Start of TEXT

Contamination. The training set may have seen the benchmark. The lab may have decontaminated; they may not have. The number you read is conditional on a contamination-cleanup step you can't reproduce.

Multiply these together and a single "GPT-4: 86.4% on MMLU" claim is conditional on so many invisible parameters that the claim breaks the moment any one of them shifts.

What a wrong-by-Thursday claim costs us

VERITAS sells trust. Every claim ships with HMAC-SHA256 signature + ≥2 primary sources + verbatim excerpts so developers can build production hallucination filters on top. The moment one claim turns out to be wrong-in-context, the trust contract breaks for every claim.

We can absorb a date being off by one day on a model release (low-cost correction; the date doesn't move). We can't absorb a benchmark number that was right when we shipped it and wrong four weeks later because a new evaluation harness landed. The cost compounds non-linearly across the catalog.

What we ship instead

We restrict to claims that are not conditional on evaluation methodology:

Release dates. "GPT-4 was released on 2023-03-14" — primary source: OpenAI announcement post. The date doesn't move.
Architecture statements when documented. "Claude models use a decoder-only transformer architecture" — primary source: Anthropic technical documentation. The architecture doesn't change without a new model name.
Parameter counts when publicly disclosed. Many models don't disclose; we don't ship a number. For ones that do, the count is fixed at release.
Context window sizes. Officially documented; stable per release.
Foundational paper attributions. "The Transformer architecture was introduced in Attention Is All You Need (Vaswani et al., 2017)" — verbatim from the arXiv preprint + NeurIPS proceedings + Google Research index. Three independent primary sources; doesn't move.

End of TEXT

• [ACTIVITY A]:
Decide whether each statement agrees with the passage on benchmark claims, answering yes or no and quoting the deciding words: (i) every claim ships with at least two primary sources; (ii) for models that don't disclose a parameter count, an estimated number is shipped; (iii) a release date off by one day is a cost that cannot be absorbed.
• [ACTIVITY B]:
Transcribe the passage on benchmark claims word for word, from "What we ship" up to and including "new model name.".
• [ACTIVITY C]:
Pick up the passage on benchmark claims at the point where it stops, and carry it forward.

Start of MATERIAL SHOWN

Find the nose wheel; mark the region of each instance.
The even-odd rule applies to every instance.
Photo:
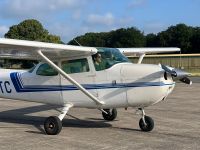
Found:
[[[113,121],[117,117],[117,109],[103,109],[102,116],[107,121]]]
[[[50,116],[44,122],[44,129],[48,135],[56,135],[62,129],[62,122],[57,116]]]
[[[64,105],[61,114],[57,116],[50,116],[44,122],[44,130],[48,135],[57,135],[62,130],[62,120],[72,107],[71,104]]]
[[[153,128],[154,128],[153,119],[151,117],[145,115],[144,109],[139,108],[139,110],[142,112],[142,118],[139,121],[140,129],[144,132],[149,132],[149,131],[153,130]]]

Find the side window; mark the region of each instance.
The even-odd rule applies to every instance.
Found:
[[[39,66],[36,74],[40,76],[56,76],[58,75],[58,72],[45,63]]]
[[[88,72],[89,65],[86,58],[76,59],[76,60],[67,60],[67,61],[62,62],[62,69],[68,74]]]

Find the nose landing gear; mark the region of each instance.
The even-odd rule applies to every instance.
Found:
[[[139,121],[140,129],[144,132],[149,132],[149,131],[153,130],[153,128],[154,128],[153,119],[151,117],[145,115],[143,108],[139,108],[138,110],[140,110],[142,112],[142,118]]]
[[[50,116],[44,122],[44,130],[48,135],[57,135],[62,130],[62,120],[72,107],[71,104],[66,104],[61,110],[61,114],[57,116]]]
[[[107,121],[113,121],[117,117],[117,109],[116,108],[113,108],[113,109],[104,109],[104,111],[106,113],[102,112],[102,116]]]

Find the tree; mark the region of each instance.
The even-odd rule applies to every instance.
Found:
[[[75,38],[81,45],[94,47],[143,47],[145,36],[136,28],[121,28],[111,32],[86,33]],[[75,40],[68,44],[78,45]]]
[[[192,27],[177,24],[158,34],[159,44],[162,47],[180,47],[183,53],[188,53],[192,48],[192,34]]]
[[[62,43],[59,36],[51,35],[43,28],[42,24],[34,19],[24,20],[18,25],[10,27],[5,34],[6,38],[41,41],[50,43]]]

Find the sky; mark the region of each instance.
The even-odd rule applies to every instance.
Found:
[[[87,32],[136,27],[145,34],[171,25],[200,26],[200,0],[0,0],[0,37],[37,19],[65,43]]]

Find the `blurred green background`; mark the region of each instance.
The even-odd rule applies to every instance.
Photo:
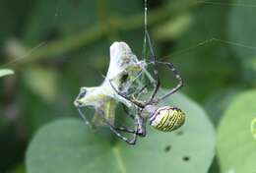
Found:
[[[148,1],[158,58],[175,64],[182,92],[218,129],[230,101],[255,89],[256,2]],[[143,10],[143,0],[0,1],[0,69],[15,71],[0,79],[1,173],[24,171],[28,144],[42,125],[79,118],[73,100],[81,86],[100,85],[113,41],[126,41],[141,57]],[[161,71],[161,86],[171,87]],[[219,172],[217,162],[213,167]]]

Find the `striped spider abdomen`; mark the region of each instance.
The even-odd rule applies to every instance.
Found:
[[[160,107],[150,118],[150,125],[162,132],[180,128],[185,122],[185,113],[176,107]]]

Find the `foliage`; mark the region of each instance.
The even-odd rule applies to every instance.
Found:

End of MATERIAL SHOWN
Start of MATERIAL SHOWN

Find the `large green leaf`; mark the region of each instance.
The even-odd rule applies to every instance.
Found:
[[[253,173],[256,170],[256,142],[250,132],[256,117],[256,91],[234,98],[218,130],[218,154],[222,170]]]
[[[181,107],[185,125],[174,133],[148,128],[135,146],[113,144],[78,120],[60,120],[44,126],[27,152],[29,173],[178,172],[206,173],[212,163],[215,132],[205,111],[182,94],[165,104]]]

End of MATERIAL SHOWN

• [EXPECTED ANSWER A]:
(i) Yes: "Every claim ships with HMAC-SHA256 signature + ≥2 primary sources + verbatim excerpts"
(ii) No: "Many models don't disclose; we don't ship a number."
(iii) No: "We can absorb a date being off by one day on a model release"

• [EXPECTED ANSWER B]:
What we ship instead

We restrict to claims that are not conditional on evaluation methodology:

Release dates. "GPT-4 was released on 2023-03-14" — primary source: OpenAI announcement post. The date doesn't move.
Architecture statements when documented. "Claude models use a decoder-only transformer architecture" — primary source: Anthropic technical documentation. The architecture doesn't change without a new model name.

• [EXPECTED ANSWER C]:
Founding dates of well-known organizations. Wikipedia + the org's own About page. Two independent verifications.

These are the kinds of facts that LLM users actually need grounding for in production. When ChatGPT says "OpenAI was founded in 2015", the production cost of being wrong is measurable. When it says "GPT-4 scored 86.4% on MMLU" the user already knows the number is conditional and treats it as such.

How we decide what's in scope

The current methodology gate has five rules:

≥2 primary sources (preprint / model-card / docs / official- blog) with verbatim excerpts.
At least one source must be the originator or operator (publisher = author / org = entity).
The fact must not be conditional on evaluation methodology.
The fact must not be a comparison ranking (X > Y on Z). Rankings shift with re-evaluation; absolute facts don't.
The fact must have a stable URL we can re-verify on schedule. If the primary source is in a slide deck or a private blog, we don't ship the claim.

The honest exception

Some performance facts are documented enough to ship — like the LMSYS Chatbot Arena Elo rating system or the specific version-locked HELM evaluation reports. We may add a separate methodology tier (confidence 0.70-0.85, "methodology- conditional") for these in Y2. Until then, we'd rather under-promise on coverage than over-promise on accuracy.

What this means for your integration

If your LLM emits a benchmark-shape claim and you POST it to /api/v1/verify, expect a bestMatch: null response. That's correct behavior, not catalog incompleteness. Wire your code so unverified ≠ wrong:

if best := verify(claim):
    badge = f"verified [{best['id']}]"
elif looks_like_benchmark(claim):
    badge = "benchmark figure — verify against eval harness"
else:
    badge = "unverified — sourced retrieval recommended"

The middle branch handles the "we don't ship this class of claim, but it's a real category" case gracefully — pointing the user at the right kind of verification (eval harness logs, not VERITAS).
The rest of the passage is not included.